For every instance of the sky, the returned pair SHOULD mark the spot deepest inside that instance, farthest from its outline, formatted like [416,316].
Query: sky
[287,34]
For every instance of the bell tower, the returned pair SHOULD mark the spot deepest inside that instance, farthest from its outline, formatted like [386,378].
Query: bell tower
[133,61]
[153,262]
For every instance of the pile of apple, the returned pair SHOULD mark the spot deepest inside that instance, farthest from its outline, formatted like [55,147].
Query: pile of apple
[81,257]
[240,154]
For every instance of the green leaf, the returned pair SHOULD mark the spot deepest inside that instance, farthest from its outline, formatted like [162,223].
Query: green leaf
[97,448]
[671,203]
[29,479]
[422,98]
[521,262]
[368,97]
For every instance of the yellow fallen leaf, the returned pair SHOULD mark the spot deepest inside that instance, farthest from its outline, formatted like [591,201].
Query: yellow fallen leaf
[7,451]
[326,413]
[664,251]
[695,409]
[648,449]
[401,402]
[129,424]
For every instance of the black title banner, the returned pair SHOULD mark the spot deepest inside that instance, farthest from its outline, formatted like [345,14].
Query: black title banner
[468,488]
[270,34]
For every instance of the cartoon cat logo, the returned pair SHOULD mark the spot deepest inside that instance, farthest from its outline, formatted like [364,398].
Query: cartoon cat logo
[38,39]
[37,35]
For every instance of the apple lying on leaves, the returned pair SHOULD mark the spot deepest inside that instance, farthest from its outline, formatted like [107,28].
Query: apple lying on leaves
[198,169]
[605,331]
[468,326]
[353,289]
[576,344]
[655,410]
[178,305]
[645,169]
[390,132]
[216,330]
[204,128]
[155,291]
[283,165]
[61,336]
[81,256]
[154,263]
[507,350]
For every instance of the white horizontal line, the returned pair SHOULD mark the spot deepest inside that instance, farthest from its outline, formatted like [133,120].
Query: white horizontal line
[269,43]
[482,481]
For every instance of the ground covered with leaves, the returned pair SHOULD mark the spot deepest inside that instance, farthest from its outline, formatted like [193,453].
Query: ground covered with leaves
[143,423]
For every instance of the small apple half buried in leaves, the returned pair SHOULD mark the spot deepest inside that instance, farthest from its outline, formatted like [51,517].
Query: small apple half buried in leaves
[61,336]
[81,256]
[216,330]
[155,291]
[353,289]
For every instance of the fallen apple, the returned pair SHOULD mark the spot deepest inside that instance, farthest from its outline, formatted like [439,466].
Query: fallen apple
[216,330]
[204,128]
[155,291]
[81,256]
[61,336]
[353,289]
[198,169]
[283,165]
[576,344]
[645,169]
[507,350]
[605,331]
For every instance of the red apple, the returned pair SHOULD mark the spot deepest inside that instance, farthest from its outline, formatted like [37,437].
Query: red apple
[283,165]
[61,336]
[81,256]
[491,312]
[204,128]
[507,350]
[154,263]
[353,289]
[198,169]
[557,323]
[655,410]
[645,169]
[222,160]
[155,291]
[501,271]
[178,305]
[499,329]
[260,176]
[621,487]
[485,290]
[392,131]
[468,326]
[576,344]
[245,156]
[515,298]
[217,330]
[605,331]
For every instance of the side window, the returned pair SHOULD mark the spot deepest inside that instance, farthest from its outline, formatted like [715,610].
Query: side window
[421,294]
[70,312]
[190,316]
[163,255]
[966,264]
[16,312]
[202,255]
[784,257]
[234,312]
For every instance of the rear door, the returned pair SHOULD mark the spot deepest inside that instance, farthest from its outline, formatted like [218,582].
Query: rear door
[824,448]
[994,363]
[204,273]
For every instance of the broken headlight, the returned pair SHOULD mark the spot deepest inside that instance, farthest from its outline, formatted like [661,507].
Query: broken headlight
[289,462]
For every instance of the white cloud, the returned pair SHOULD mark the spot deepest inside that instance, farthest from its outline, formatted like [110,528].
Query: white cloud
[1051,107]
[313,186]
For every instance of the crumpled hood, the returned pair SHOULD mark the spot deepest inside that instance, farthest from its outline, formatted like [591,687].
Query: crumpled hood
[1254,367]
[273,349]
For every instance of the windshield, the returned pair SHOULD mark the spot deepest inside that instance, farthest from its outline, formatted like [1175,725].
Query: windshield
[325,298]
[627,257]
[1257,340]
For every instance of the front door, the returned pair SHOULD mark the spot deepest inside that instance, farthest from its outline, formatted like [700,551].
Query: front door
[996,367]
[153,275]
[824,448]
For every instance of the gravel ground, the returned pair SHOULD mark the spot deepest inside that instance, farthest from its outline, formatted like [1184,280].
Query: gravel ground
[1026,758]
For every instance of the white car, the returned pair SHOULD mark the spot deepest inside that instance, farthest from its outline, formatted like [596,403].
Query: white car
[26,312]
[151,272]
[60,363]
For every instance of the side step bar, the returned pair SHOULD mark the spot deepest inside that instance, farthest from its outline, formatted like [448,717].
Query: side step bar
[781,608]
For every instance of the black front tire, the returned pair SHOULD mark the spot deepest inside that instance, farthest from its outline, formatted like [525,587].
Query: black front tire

· · · · ·

For every entry in the records above, write an exact copy.

**RESPONSE:**
For every instance of the sky, the returned pair SHOULD mark the spot deepest inside that instance, farthest from its outline, formatted like [416,316].
Query: sky
[287,34]
For every instance of the bell tower, the returned pair SHOULD mark the spot deepest inside that instance, farthest from its outline, formatted like [386,378].
Query: bell tower
[133,61]
[153,262]
For every instance of the pile of apple, the returned pair SHOULD mark the spot deepest inside that instance, farthest from its outline, formatted like [55,147].
Query: pile of apple
[81,257]
[240,154]
For every instance of the green leaf, the returned pair SHOULD mark the spot deepest inside that instance, farthest from its outline, formatted like [162,223].
Query: green leaf
[97,448]
[671,203]
[29,479]
[422,98]
[521,262]
[368,97]
For every instance of the yellow fallen leaf, the returned pair SHOULD mark the spot deepest inside that instance, farthest from its outline, formatted like [591,201].
Query: yellow fallen leaf
[7,451]
[326,413]
[664,251]
[695,409]
[648,449]
[401,402]
[129,424]
For every instance of the black title banner, the returned pair SHOULD mark the spot deepest inside that instance, farthest from its outline, formatted like [345,14].
Query: black title banner
[468,488]
[270,34]
For every instance of the cartoon cat logo, the returned pair SHOULD mark the spot deepest inside that instance, farthest from its outline, formatted like [364,398].
Query: cartoon cat logo
[38,39]
[37,35]
For every instance of the apple lying on leaves, the returned pair SHOULD mark the spot deepest inside that instance, farthest from its outline, formatted like [107,28].
Query: apple lying on leaves
[198,169]
[605,331]
[468,326]
[353,289]
[576,344]
[655,410]
[178,305]
[645,169]
[390,132]
[216,330]
[204,128]
[155,291]
[283,165]
[61,336]
[81,256]
[154,263]
[507,350]
For every instance of the white horizontal line, the returned pair SHOULD mark the spot deepest inside that instance, farthest from its outline, formatted like [133,120].
Query: white horizontal line
[269,43]
[482,481]
For every instance of the ground covered with leaves, the returned pair SHOULD mark the spot deepest inside that instance, farthest from its outline, formatted like [193,453].
Query: ground covered with leaves
[143,423]
For every instance of the small apple half buried in leaves, the returned pair SHOULD mark the spot deepest inside that instance, farthest from its outline, formatted like [51,517].
Query: small apple half buried in leaves
[61,336]
[81,256]
[216,330]
[155,291]
[353,289]
For every instance of the fallen apple, the returned pair SHOULD mark the spot deepest inside that instance, farthest from its outline, formatted like [439,466].
Query: fallen apple
[216,330]
[204,128]
[155,291]
[81,256]
[61,336]
[353,289]
[198,169]
[283,165]
[576,344]
[645,169]
[507,350]
[605,331]
For every instance of the red apple, the returned pair SHOULD mark the spot deepest inside that instance, farthest from its outline, formatted like [37,437].
Query: red apple
[283,165]
[61,336]
[81,256]
[491,312]
[204,128]
[507,350]
[154,263]
[353,289]
[198,169]
[557,323]
[655,410]
[645,169]
[222,160]
[155,291]
[501,271]
[178,305]
[499,329]
[260,176]
[621,487]
[485,290]
[392,131]
[468,326]
[576,344]
[245,156]
[515,298]
[217,330]
[605,331]
For every instance of the side window, the returned pair SHOULD mark the spot deepest inside that instance, farthest from its outline, formatted like [715,610].
Query: side window
[421,294]
[70,312]
[190,316]
[163,255]
[966,264]
[16,312]
[202,255]
[784,257]
[234,312]
For every instance of the rear door, the returned pair SHOULD mark the spot deepest inside that instance, farthest from its outline, formatted like [218,582].
Query: rear door
[824,448]
[994,363]
[204,273]
For every instance of the broken headlight, the returned pair SHOULD mark the spot deepest inside that instance, farthest from its outline, formatted like [661,507].
Query: broken headlight
[289,462]
For every instance of the white cloud, the returned pair SHOULD mark the spot deepest inside that instance, farthest from its outline, formatted like [110,528].
Query: white cloud
[1051,107]
[313,186]
For every instance of the crumpled hood, the returned pair SHOULD mark the spot deepest inside that instance, farthest from its outline, formatted like [591,687].
Query: crumpled hood
[1254,367]
[273,349]
For every instance of the windshield, the returned pair SHOULD mark the spot deepest inside that instance, farthest from its outline, formatted like [1175,725].
Query: windshield
[325,298]
[627,257]
[1257,340]
For every instance of the front door, the returned pair SHOULD mark the spot deepest inside that instance, farthest from its outline, formatted like [700,551].
Query: front door
[996,367]
[153,275]
[824,448]
For every instance of the gravel ground, the returned pair SHOULD mark the spot deepest inside that instance, farthest from its outline, formatted like [1184,280].
Query: gravel ground
[1026,758]
For every instance of the white car, the returned pair SHOULD mark the spot deepest inside that instance, farthest from its outline, formatted like [596,403].
Query: white car
[26,312]
[151,272]
[60,363]
For every instance of the side step bar, the returned pair SHOULD mark the spot deepest inside that instance, farthest from its outline, formatted like [448,717].
Query: side step bar
[781,608]
For every instance of the black front tire, the returned pair SHOULD mark the spot deepest inside that instance, farthest from its outline, formatted like [525,587].
Query: black front tire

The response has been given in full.